Task to carry out:
Can you copy, character for character, the stretch from the start of the entries through the line containing "xmin=550 ymin=632 xmax=676 ymax=765", including both of those lines?

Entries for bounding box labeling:
________________________________________

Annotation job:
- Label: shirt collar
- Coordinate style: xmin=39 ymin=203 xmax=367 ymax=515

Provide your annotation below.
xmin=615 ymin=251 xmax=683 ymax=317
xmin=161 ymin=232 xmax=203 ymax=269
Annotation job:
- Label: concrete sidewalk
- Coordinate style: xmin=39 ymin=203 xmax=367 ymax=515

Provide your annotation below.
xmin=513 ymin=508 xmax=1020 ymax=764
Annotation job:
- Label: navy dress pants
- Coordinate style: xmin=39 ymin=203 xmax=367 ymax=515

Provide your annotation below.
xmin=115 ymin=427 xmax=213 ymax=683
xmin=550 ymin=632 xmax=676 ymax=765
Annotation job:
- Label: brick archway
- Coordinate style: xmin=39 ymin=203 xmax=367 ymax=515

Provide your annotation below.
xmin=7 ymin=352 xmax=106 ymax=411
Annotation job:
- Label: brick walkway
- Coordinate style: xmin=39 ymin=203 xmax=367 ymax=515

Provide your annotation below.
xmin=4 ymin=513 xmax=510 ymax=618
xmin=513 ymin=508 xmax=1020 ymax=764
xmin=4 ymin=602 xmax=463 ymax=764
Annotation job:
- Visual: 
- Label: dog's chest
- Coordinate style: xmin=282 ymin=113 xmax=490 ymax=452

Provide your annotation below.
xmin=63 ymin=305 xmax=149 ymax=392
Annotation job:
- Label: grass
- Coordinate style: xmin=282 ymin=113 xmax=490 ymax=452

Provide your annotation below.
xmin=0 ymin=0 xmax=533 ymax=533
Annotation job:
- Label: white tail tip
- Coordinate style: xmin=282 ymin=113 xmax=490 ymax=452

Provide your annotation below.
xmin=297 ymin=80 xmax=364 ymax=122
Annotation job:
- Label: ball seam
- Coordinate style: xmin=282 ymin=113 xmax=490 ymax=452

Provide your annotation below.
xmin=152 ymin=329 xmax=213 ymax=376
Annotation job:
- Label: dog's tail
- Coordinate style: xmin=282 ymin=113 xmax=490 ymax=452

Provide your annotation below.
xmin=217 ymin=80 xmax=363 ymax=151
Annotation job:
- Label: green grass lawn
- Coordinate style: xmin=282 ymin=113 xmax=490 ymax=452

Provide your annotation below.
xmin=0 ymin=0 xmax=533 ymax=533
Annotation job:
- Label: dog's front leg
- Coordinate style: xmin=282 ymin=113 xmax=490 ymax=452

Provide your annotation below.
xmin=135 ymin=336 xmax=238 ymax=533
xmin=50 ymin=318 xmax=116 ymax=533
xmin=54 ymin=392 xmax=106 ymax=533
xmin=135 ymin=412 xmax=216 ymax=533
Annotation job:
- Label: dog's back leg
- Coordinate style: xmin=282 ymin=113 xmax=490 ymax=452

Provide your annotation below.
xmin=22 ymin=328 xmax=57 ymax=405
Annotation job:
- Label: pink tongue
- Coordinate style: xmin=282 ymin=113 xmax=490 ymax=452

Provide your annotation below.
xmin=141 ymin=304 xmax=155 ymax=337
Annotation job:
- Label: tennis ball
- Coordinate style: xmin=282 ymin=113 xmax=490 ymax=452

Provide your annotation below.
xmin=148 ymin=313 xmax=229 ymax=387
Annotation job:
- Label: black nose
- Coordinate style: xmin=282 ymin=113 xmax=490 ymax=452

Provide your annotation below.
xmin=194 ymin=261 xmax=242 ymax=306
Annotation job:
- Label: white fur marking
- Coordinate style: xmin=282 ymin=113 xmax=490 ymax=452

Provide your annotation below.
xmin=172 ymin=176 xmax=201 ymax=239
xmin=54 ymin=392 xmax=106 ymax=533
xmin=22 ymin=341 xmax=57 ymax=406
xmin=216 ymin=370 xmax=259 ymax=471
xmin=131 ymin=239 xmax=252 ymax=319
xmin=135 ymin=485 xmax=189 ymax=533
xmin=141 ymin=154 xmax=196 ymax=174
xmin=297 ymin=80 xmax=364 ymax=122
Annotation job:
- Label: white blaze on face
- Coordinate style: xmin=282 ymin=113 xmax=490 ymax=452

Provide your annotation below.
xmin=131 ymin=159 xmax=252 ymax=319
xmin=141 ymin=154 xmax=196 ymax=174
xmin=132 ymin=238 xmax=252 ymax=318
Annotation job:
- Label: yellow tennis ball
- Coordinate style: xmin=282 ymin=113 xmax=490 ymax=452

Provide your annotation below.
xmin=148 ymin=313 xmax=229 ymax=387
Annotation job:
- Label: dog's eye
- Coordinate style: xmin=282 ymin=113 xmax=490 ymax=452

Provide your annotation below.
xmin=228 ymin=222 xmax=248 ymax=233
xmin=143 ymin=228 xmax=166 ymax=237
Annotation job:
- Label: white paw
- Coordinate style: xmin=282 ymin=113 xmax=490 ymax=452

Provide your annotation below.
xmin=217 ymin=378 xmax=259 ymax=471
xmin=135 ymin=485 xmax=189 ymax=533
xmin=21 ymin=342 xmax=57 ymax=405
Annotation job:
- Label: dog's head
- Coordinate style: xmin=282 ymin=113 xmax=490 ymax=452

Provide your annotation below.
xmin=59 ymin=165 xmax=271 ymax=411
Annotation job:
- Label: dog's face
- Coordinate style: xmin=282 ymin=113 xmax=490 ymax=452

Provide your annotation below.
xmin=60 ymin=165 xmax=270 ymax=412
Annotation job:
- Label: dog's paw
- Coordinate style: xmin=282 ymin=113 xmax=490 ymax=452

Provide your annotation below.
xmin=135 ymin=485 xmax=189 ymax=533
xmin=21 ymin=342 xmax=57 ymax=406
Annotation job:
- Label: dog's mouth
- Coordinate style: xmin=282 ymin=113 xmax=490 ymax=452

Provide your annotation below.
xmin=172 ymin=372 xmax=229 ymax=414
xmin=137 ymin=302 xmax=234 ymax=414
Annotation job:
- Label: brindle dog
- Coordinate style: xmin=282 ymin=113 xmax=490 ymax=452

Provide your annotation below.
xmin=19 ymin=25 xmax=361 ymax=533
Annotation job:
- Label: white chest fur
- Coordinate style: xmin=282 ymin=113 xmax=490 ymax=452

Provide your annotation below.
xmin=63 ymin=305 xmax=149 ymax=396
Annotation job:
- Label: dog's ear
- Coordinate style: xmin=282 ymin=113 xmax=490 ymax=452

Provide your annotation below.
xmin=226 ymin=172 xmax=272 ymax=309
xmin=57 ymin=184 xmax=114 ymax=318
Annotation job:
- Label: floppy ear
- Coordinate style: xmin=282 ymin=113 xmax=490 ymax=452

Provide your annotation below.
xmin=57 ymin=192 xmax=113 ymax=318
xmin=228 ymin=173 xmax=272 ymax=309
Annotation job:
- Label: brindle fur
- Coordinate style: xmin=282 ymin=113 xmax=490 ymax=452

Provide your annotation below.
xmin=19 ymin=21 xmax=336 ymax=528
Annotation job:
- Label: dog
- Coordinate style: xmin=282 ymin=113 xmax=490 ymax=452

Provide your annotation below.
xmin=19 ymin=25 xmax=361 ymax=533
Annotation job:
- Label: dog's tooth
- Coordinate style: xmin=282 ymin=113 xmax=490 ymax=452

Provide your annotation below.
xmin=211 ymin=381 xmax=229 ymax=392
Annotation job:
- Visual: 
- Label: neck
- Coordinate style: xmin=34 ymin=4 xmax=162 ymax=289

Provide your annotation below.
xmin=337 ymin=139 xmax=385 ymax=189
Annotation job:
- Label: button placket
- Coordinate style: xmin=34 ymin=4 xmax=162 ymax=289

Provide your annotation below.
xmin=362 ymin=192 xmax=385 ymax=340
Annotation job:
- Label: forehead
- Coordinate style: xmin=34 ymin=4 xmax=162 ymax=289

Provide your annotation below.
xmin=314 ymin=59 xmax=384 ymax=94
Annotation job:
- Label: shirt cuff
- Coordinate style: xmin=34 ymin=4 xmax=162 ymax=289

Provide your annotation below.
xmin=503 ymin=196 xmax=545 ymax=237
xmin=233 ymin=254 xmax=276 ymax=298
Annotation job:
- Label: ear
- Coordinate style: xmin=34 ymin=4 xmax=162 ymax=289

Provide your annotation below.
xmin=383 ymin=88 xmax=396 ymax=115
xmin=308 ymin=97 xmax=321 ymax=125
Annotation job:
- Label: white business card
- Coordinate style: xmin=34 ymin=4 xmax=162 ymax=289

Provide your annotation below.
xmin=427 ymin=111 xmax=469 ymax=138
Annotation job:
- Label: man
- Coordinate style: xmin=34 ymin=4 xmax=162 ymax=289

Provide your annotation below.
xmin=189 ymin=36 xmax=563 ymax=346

________________________________________

Answer in full:
Annotation job:
- Label: shirt collar
- Coordinate style: xmin=39 ymin=203 xmax=367 ymax=515

Provide your annotation below.
xmin=615 ymin=251 xmax=683 ymax=317
xmin=161 ymin=232 xmax=203 ymax=269
Annotation job:
- Label: concrete sidewalk
- Coordinate style: xmin=39 ymin=203 xmax=367 ymax=515

Provide your annotation below.
xmin=513 ymin=508 xmax=1020 ymax=764
Annotation job:
- Label: navy dress pants
- Coordinate style: xmin=39 ymin=203 xmax=367 ymax=515

Provide your annotation below.
xmin=115 ymin=427 xmax=213 ymax=683
xmin=550 ymin=632 xmax=676 ymax=765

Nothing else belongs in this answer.